# Task description
Show every line of the records below that contains the word "road", copying each such line in full.

— START —

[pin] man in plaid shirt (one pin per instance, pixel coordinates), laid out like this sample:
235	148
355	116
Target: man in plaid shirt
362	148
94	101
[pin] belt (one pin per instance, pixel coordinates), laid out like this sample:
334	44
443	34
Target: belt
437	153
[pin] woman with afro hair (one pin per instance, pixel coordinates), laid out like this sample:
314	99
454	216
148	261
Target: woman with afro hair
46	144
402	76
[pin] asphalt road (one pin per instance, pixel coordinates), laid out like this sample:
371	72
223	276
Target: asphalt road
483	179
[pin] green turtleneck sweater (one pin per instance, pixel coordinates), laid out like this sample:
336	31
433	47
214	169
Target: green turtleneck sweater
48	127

— END —
— START —

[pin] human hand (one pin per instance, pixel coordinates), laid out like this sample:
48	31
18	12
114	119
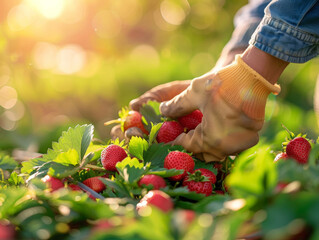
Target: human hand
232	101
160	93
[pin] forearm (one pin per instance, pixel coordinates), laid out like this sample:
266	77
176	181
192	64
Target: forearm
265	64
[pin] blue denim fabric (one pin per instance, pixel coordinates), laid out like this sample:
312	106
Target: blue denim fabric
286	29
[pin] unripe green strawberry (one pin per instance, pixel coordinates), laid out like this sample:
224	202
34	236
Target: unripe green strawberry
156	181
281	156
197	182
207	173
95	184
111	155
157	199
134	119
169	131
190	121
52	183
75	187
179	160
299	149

— END —

# Output of the exercise
[pin] asphalt road (one pin per instance, pixel coordinates), laid out like this sample:
Target: asphalt road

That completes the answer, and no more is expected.